Still not sure? Here's the easiest test in the world. Open Claude, ChatGPT, Gemini, or any other AI assistant connected to the EdgeDNS MCP server and ask, in your own words: "Is the ASN Lookup tool useful for my job?" The assistant will look at the tool, ask you a couple of follow-up questions about what you're trying to accomplish, and give you a straight answer in plain English. No commitment, no signup forms, no jargon.
The easiest way: just ask your AI assistant
If you've connected the EdgeDNS MCP server to Claude, ChatGPT, Gemini, Cursor, or any other AI assistant, you don't need to write any code. Just ask in plain English:
"Use the ASN Lookup tool to check example.com and explain anything that looks wrong in plain language."
The AI will figure out which tool to call, fill in the right parameters, run it, and then explain the result back to you. No copy-pasting between tabs. No reading raw JSON. No memorizing endpoint names.
MCP (Model Context Protocol) access is free on every plan, including the free tier. One API key works for both REST and AI — you do not have to choose.
The technical way: call it from code
If you're a developer and want to call the endpoint from a script or your own application, here's the simplest possible example. Replace the placeholder API key with the real one from your dashboard.
# Replace edns_live_YOUR_KEY with your real API key from the dashboard
curl -H "Authorization: Bearer edns_live_YOUR_KEY" \
"https://api.edgedns.dev/v1/network/asn?ip=8.8.8.8"What you need to provide
There's just one piece of information you need to provide. The table below explains exactly what it is and what a real value looks like.

__Point localization items__
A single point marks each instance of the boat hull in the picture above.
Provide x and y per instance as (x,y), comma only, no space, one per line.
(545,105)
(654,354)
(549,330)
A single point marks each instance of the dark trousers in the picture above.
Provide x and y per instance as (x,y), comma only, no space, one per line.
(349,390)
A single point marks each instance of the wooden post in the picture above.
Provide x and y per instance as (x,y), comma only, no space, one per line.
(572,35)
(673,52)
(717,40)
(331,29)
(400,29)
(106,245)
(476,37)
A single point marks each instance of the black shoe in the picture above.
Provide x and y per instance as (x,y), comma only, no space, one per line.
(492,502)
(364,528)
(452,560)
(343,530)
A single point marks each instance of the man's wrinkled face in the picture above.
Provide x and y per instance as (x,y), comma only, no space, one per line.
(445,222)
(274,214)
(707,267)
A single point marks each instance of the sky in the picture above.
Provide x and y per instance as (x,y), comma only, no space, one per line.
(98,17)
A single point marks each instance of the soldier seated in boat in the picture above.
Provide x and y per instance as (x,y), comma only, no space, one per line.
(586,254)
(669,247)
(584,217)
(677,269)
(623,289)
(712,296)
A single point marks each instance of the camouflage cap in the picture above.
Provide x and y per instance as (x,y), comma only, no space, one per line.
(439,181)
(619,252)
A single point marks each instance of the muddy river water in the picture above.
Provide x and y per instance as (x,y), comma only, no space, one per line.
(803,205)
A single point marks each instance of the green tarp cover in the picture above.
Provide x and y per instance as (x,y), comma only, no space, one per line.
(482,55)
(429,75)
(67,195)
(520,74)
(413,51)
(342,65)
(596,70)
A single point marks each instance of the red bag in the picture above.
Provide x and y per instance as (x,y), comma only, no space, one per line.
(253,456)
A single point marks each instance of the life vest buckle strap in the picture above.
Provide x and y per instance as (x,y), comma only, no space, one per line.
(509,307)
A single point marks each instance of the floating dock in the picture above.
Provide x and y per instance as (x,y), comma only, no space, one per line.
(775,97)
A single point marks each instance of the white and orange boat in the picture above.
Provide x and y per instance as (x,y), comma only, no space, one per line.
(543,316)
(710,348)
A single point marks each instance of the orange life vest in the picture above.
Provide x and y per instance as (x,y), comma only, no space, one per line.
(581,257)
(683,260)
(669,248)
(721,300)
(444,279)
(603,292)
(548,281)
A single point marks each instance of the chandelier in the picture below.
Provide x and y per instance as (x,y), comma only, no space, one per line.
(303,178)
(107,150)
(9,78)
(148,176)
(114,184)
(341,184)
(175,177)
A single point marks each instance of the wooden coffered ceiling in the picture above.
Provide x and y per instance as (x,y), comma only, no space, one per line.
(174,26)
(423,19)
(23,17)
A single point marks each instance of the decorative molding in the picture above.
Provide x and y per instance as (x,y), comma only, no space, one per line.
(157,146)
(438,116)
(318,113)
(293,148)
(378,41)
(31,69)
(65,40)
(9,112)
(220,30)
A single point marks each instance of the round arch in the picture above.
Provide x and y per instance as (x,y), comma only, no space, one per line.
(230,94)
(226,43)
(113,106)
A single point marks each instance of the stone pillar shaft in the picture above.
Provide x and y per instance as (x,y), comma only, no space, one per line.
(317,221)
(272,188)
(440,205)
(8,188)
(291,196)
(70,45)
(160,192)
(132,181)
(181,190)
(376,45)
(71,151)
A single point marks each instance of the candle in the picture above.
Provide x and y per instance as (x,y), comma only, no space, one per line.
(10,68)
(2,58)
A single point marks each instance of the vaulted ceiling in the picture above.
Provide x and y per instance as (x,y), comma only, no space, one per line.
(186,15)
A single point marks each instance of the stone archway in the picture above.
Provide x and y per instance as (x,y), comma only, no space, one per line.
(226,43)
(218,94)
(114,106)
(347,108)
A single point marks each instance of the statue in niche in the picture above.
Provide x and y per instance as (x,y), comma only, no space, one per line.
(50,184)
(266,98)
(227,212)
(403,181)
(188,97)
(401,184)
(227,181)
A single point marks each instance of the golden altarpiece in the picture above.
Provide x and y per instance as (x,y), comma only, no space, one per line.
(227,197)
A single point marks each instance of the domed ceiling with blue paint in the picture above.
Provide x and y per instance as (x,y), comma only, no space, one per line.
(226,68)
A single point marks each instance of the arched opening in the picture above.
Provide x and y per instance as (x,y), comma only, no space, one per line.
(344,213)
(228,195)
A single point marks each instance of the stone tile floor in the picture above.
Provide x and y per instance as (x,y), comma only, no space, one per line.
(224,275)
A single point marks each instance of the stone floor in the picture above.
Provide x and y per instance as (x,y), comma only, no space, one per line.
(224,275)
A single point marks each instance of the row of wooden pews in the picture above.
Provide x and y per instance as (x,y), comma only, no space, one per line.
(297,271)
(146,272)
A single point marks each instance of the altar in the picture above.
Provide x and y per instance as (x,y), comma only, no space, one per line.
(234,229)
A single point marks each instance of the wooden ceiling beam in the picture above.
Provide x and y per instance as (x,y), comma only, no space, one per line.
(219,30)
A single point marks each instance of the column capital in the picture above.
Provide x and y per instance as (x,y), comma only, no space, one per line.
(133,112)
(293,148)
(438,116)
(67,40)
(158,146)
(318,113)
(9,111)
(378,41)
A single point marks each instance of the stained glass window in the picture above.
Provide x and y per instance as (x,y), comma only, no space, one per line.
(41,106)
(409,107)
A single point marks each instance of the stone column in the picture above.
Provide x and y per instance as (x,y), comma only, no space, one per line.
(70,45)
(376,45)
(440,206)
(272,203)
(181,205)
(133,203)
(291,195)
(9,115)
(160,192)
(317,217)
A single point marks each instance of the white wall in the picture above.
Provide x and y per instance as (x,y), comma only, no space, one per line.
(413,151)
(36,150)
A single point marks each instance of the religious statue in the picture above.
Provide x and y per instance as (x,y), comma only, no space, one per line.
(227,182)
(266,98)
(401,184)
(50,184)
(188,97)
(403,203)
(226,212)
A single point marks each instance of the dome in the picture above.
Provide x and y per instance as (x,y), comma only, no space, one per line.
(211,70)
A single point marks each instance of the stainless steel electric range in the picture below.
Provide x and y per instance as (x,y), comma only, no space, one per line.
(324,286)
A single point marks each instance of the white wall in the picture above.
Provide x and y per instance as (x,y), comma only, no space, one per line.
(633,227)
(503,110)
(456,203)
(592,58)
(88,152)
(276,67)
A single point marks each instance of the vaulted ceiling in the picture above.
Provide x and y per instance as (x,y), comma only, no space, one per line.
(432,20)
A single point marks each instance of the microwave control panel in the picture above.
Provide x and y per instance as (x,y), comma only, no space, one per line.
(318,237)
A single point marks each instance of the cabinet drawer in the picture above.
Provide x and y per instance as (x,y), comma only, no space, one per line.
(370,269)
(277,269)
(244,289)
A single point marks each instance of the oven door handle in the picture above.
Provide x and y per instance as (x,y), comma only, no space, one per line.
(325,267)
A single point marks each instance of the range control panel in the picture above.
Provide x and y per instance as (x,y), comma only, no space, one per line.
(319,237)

__ACTION ITEM__
In the page excerpt on the ASN Lookup tool above, copy everything from "The easiest way: just" down to "memorizing endpoint names.".

__RESPONSE__
The easiest way: just ask your AI assistant
If you've connected the EdgeDNS MCP server to Claude, ChatGPT, Gemini, Cursor, or any other AI assistant, you don't need to write any code. Just ask in plain English:
"Use the ASN Lookup tool to check example.com and explain anything that looks wrong in plain language."
The AI will figure out which tool to call, fill in the right parameters, run it, and then explain the result back to you. No copy-pasting between tabs. No reading raw JSON. No memorizing endpoint names.